* [Consignes à suivre] Mettez à jour le passage de l’article sur Mery Spolsky allant de « - Mery Spolsky, connue » jusqu’à « esthétique personnelle forte. » inclus, en remplaçant « gothiques » par « sombres ».

* [Bloc de texte]
Publié le 2024-02-29 14:35:00. L’artiste Mery Spolsky, figure montante de la scène musicale, se livre sur ses complexes passés et sa relation actuelle avec les critiques concernant son apparence physique, tout en continuant à explorer des sonorités audacieuses entre gothique et punk rock.
- Mery Spolsky, connue pour son album « Erotik Era », mélange les genres musicaux et assume un style visuel affirmé.
- L’artiste révèle avoir été confrontée à des problèmes d’acceptation de soi dès son enfance, notamment suite à des remarques sur son corps.
- Elle répond aux accusations concernant l’utilisation potentielle d’Ozempic, un médicament pour la perte de poids.
Mery Spolsky s’inscrit dans une nouvelle vague d’artistes qui n’hésitent pas à expérimenter et à repousser les limites créatives. Son album « Erotik Era » témoigne de cette démarche, fusionnant des influences gothiques et punk rock pour créer un univers sonore unique. Sur scène, elle se distingue également par des choix vestimentaires audacieux et une esthétique personnelle forte.
Si Mery Spolsky affiche aujourd’hui une grande confiance en elle et utilise sa notoriété pour promouvoir la positivité corporelle, elle admet avoir longtemps lutté contre ses propres complexes. Ces difficultés remontent à son enfance, et plus précisément à ses cours de gymnastique.
« Quand j’étais petite et que j’allais à des cours de gymnastique, la dame m’a dit que j’avais un ventre terriblement saillant et qu’il me fallait une scie pour le couper. La comparaison a commencé dans ma vie et elle me reste encore aujourd’hui. Même si j’ai accepté mon corps et que je l’aime bien, il y a des moments où je dois le combattre. »
Mery Spolsky, artiste
Récemment, l’artiste a également réagi aux commentaires malveillants concernant son apparence physique, notamment les accusations d’avoir recours à des aides médicales pour perdre du poids. Interrogée sur l’utilisation potentielle d’Ozempic – un médicament injectable initialement destiné au traitement du diabète de type 2, mais parfois détourné de son usage initial pour favoriser la perte de poids (environ 1,7 mg par injection) – elle a répondu avec ironie :
« C’est évident que c’est Ozempik, après tout, c’est ce que tout le monde écrit ! »
Mery Spolsky, artiste
Cette réponse souligne la pression constante exercée sur les artistes, en particulier les femmes, concernant leur image et leur corps, et la difficulté de naviguer dans un espace public où les critiques sont omniprésentes.

[Entrées enregistrées]
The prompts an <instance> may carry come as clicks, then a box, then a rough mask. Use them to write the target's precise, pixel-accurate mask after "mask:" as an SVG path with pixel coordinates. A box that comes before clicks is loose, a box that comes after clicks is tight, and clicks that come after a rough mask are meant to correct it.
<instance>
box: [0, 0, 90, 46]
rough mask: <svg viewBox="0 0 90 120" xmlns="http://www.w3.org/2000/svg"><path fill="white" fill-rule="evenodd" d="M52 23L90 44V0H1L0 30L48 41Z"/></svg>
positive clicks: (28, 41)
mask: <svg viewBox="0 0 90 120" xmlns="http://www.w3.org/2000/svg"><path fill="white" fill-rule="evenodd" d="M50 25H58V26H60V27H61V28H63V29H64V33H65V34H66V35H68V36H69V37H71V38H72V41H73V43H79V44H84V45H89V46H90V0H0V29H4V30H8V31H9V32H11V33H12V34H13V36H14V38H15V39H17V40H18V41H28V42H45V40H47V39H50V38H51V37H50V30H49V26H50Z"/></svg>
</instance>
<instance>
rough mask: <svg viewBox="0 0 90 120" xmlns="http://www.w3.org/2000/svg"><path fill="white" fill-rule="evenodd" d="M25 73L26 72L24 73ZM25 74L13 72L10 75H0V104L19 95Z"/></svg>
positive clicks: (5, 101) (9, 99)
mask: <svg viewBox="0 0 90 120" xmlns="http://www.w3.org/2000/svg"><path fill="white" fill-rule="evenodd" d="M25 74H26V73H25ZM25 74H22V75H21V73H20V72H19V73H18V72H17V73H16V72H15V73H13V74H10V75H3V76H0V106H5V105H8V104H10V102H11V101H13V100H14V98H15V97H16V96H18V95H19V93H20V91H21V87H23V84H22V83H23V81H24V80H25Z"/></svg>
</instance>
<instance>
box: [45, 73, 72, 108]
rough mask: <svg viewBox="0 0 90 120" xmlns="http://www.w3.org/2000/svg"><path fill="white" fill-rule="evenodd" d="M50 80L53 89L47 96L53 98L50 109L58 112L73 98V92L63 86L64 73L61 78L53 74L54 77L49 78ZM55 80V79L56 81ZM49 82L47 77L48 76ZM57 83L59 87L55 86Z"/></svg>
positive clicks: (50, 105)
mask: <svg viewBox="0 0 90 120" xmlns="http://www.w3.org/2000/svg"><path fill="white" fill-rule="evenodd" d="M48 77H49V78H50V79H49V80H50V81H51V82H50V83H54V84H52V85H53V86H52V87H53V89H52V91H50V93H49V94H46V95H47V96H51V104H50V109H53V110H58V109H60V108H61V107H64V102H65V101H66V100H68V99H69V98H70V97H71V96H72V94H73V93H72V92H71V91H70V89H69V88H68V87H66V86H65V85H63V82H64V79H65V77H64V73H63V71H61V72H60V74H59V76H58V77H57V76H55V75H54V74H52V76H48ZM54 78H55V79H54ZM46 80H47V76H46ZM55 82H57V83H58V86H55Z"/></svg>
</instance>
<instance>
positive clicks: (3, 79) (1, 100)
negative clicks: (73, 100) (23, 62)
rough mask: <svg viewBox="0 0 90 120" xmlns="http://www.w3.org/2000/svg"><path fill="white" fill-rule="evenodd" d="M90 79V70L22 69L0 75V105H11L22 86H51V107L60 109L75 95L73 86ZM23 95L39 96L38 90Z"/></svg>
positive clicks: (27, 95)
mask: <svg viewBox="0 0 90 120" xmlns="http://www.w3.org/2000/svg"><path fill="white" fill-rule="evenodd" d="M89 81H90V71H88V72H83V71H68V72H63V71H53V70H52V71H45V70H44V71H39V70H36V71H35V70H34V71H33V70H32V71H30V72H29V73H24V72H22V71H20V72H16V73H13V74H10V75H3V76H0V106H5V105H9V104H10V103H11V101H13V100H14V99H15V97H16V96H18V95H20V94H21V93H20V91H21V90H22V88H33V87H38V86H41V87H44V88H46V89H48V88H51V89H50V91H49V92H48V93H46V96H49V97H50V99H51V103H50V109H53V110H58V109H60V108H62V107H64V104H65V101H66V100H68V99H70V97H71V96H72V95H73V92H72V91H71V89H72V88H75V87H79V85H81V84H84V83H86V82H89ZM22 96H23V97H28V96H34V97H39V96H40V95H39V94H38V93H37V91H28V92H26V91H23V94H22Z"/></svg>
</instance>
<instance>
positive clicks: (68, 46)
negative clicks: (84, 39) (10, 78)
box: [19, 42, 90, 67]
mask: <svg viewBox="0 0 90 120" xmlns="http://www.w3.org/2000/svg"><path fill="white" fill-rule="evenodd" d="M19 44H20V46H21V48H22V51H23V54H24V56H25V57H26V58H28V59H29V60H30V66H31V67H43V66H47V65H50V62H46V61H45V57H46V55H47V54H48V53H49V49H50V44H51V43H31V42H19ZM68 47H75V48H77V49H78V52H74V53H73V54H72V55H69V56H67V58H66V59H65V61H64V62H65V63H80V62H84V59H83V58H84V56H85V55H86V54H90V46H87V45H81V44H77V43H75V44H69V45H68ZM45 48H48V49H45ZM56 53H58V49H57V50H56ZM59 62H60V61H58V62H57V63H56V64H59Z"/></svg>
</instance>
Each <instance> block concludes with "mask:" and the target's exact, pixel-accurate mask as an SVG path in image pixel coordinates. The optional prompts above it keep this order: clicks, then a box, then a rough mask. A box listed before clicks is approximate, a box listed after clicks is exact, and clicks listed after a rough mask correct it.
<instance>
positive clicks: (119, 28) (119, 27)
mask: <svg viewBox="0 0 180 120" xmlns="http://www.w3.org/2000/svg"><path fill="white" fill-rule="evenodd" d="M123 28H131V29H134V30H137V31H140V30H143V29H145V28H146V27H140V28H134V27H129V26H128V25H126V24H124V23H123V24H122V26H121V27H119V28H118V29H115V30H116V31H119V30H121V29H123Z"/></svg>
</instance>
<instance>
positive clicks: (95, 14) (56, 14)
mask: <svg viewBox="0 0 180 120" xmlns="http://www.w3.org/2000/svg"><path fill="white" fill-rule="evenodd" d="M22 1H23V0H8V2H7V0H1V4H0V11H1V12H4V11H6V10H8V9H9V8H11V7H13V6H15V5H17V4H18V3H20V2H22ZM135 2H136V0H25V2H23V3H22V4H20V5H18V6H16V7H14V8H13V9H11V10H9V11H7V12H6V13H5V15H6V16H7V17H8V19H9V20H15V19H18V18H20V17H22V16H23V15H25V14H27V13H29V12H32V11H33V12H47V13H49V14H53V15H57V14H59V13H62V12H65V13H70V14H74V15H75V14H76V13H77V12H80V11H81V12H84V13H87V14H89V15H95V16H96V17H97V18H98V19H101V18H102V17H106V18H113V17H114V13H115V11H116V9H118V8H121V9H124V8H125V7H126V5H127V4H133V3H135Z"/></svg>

* [Zone de réponse]
- Mery Spolsky, connue pour son album « Erotik Era », mélange les genres musicaux et assume un style visuel affirmé.
- L’artiste révèle avoir été confrontée à des problèmes d’acceptation de soi dès son enfance, notamment suite à des remarques sur son corps.
- Elle répond aux accusations concernant l’utilisation potentielle d’Ozempic, un médicament pour la perte de poids.
Mery Spolsky s’inscrit dans une nouvelle vague d’artistes qui n’hésitent pas à expérimenter et à repousser les limites créatives. Son album « Erotik Era » témoigne de cette démarche, fusionnant des influences sombres et punk rock pour créer un univers sonore unique. Sur scène, elle se distingue également par des choix vestimentaires audacieux et une esthétique personnelle forte.